▸ **DATASET RECORDS**
····················

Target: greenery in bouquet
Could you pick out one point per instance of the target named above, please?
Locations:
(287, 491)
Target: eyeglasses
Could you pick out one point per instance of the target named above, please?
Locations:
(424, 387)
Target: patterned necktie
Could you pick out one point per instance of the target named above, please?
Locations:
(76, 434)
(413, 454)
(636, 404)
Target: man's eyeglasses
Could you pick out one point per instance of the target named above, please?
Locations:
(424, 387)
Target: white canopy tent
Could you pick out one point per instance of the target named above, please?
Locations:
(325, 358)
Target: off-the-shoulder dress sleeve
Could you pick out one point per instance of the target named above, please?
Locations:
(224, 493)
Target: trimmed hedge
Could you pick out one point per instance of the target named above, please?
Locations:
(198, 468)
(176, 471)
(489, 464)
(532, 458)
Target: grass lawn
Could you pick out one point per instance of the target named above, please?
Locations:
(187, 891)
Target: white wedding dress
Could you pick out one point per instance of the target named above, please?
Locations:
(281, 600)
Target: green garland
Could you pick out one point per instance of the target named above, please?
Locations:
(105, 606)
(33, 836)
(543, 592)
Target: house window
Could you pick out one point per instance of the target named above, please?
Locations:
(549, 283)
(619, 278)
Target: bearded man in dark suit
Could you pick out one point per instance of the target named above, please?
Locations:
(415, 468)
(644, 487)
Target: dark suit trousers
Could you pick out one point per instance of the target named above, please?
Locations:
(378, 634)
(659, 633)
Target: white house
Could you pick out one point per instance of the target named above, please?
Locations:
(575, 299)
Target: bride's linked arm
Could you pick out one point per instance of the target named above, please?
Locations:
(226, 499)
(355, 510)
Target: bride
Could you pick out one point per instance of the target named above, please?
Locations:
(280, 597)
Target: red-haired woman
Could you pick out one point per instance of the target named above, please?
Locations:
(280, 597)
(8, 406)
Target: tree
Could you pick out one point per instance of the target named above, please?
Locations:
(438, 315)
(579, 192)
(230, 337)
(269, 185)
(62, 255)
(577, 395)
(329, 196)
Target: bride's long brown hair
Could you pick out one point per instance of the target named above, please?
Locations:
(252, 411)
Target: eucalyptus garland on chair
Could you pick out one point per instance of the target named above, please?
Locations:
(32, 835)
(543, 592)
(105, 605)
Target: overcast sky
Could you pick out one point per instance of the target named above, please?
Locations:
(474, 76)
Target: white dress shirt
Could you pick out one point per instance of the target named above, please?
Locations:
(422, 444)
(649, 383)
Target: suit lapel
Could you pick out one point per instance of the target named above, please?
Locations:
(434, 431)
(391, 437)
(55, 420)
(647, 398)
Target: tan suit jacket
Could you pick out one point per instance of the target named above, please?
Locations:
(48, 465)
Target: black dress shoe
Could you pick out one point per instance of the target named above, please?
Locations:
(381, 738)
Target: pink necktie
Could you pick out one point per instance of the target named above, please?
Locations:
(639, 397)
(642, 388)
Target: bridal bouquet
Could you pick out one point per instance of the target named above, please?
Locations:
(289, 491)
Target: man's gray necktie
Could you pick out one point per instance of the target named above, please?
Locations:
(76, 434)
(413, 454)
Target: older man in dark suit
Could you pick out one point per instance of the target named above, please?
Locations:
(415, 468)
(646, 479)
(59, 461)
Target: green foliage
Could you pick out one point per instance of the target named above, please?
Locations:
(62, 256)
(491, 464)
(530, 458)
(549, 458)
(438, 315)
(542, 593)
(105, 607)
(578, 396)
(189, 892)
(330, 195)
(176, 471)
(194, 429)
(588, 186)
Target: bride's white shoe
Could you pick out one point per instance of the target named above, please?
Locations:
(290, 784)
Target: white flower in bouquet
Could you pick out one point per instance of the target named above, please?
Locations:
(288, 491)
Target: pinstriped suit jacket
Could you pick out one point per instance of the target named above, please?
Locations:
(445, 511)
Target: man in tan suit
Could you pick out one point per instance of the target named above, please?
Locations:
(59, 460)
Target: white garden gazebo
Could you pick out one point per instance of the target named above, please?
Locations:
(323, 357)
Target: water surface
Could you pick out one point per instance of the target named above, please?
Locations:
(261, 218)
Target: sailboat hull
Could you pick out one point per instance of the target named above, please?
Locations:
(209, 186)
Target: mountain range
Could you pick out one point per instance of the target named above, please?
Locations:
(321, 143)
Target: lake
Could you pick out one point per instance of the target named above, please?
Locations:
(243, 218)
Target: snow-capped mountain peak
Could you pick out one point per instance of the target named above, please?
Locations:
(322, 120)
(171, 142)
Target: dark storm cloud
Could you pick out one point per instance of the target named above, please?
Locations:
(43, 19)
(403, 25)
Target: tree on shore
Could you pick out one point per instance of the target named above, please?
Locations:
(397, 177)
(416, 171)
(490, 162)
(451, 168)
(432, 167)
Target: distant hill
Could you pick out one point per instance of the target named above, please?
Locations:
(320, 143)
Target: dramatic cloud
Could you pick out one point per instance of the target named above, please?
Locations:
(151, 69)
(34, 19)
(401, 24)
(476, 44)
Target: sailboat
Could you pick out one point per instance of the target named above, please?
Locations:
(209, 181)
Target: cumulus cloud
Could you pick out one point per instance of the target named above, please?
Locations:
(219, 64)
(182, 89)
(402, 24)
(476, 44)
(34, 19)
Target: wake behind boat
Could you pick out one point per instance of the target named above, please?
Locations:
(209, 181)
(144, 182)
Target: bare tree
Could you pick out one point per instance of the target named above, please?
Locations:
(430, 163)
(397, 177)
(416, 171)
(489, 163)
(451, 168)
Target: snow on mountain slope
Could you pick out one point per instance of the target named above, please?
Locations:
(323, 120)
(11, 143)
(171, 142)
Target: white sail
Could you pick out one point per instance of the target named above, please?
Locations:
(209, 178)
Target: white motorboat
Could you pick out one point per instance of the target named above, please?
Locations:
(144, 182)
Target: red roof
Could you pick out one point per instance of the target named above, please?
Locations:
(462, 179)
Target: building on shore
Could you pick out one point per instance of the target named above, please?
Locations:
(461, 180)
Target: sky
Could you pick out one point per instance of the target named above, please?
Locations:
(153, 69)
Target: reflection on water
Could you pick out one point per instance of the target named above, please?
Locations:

····················

▸ **ABOUT THIS EXERCISE**
From the first line to the last, output the records word for word.

▸ **SOLUTION TO THIS PROBLEM**
Target: greenery in bouquet
Could you pick out one point per instance of the target named above, please?
Locations:
(287, 491)
Target: eyeglasses
Could you pick out one point per instance of the target named above, please?
Locations:
(424, 387)
Target: patterned necktie
Could you pick out one point per instance of the target named above, please?
Locations:
(76, 434)
(413, 454)
(636, 404)
Target: man's eyeglasses
Could you pick out one point per instance of the target named above, please?
Locations:
(424, 387)
Target: white canopy tent
Could you pick out one point per instance of the target named above, please?
Locations:
(325, 358)
Target: off-the-shoulder dress sleeve
Could you pick out one point per instance of the target named above, please?
Locations:
(224, 493)
Target: trimmed hedge
Could you pick out one point per instance of the target named above, please?
Locations:
(198, 468)
(176, 471)
(489, 464)
(532, 458)
Target: grass lawn
Could you pick out one point per instance of the target named above, please?
Locations:
(187, 891)
Target: white wedding dress
Could you pick out one point per instance of the target named above, please?
Locations:
(281, 600)
Target: green garland
Could you pick out one point per instance of the target named above, please?
Locations:
(105, 606)
(33, 836)
(543, 592)
Target: house window
Could you pick out one point per instance of the target named above, please?
Locations:
(549, 283)
(619, 278)
Target: bearded man in dark suit
Could you pick out one point per instance of the target named above, please?
Locations:
(415, 468)
(644, 487)
Target: dark suit trousers
Could you pick out one point per instance of the target named above, please?
Locations:
(378, 634)
(659, 633)
Target: white house
Could you pick out one point per instance of the target named above, please?
Locations:
(575, 299)
Target: bride's linked arm
Could you pick out one point per instance of the target named above, please?
Locations:
(226, 499)
(355, 510)
Target: bride
Could you pick out one point per instance of the target named above, please?
Locations:
(280, 597)
Target: red-haired woman
Could you pick out one point per instance of the target named above, please?
Locations:
(280, 597)
(8, 406)
Target: tree
Could you pick out one point per instance of the target named above, please?
Locations:
(438, 315)
(579, 192)
(230, 337)
(269, 185)
(62, 255)
(577, 395)
(329, 196)
Target: bride's long brown hair
Could you pick out one point per instance of the target named above, please?
Locations:
(252, 411)
Target: eucalyptus garland on chair
Could you pick out one point per instance of the target named above, please?
Locations:
(32, 835)
(543, 592)
(105, 605)
Target: overcast sky
Could you pick out one point per instance of the target named above, please?
Locations:
(474, 76)
Target: white dress shirt
Could you pick out one point per instance of the target named above, please?
Locations:
(422, 444)
(649, 383)
Target: suit lapel
Could you pick out one point per instance of the target named above, please?
Locations:
(434, 431)
(391, 437)
(55, 420)
(647, 398)
Target: tan suit jacket
Could you pick out one point per instance of the target named above, please?
Locations:
(48, 465)
Target: black dress shoe
Could you pick out one point per instance of the target named above, please?
Locations:
(381, 738)
Target: pink necktie
Could you pick out one point per instance of the target named above, please?
Locations:
(639, 397)
(642, 388)
Target: bridal bouquet
Could you pick out one point per instance of the target named above, please?
Locations:
(289, 491)
Target: man's gray necktie
Could you pick out one point per instance of the target named above, please?
Locations:
(76, 434)
(413, 454)
Target: older man in dark suit
Could you pick out one point per instance of the target named above, please?
Locations:
(415, 468)
(646, 479)
(59, 461)
Target: green foliage
Could you pick out one point per instance of the target named above, please?
Locations:
(62, 256)
(491, 464)
(530, 458)
(549, 458)
(438, 315)
(542, 593)
(105, 607)
(578, 396)
(189, 892)
(330, 195)
(176, 471)
(194, 429)
(588, 186)
Target: bride's white shoe
Could you pick out one point per instance of the target named above, please?
Locations:
(290, 784)
Target: white flower in bouquet
Could you pick out one point per instance of the target named above, please?
Locations:
(288, 491)
Target: pinstriped suit jacket
Could you pick out one point per instance of the target named above, please?
Locations:
(445, 511)
Target: man in tan suit
Could you pick out one point per instance of the target named above, please?
Locations:
(59, 460)
Target: white garden gazebo
Could you pick out one point per instance of the target named above, please?
Locations:
(323, 357)
Target: water surface
Could you pick out one point per instance of the target named above, please?
Locations:
(261, 218)
Target: sailboat hull
Could you pick out one point per instance of the target named above, please?
Locations:
(209, 186)
Target: mountain range
Could you pick out one point per instance of the target named above, please?
Locations:
(321, 143)
Target: lake
Could you pick out one point per instance of the target named above, please?
Locations:
(243, 218)
Target: snow-capped mountain peak
Could you pick out one point per instance of the target named above, please?
Locations:
(322, 120)
(171, 142)
Target: dark storm cloud
Could you pick out one point per instance of the target named above, please?
Locations:
(43, 19)
(403, 25)
Target: tree on shore
Could you pick out one point per instance of the target named above, please?
Locations:
(397, 177)
(416, 171)
(490, 162)
(451, 168)
(432, 167)
Target: distant hill
Could you pick out one point per instance of the target named above, please?
Locations:
(320, 143)
Target: dramatic cloud
Could you pick out one point per instance of the target named above, please?
Locations:
(151, 69)
(34, 19)
(401, 24)
(476, 44)
Target: sailboat
Could you pick out one point per instance of the target named above, please?
Locations:
(209, 181)
Target: cumulus cloud
Could you pick out one point per instance of the target named above, please?
Locations:
(219, 64)
(182, 89)
(402, 24)
(476, 44)
(34, 19)
Target: wake behind boat
Could you pick out one point per instance of the target named above, please?
Locations:
(209, 181)
(144, 182)
Target: bare tree
Could you pick out one point per instance of the target named above, please?
Locations:
(430, 163)
(397, 177)
(416, 171)
(489, 163)
(451, 168)
Target: snow on mountain slope
Could you pick out one point per instance of the target named above, please?
Locations:
(323, 120)
(11, 143)
(171, 142)
Target: white sail
Could you pick out one point per instance of the target named above, please?
Locations:
(209, 178)
Target: white motorboat
Could you pick out one point per instance of the target named above, please?
Locations:
(144, 182)
Target: red roof
Could you pick out one point per instance of the target named above, please?
Locations:
(462, 179)
Target: building on shore
Could you pick out one point per instance of the target named above, please?
Locations:
(461, 180)
Target: sky
Could you pick out one point per instance of the target named above, please?
Locations:
(153, 69)
Target: reflection on water
Could you pick out one point per instance of the target named above, please?
Locations:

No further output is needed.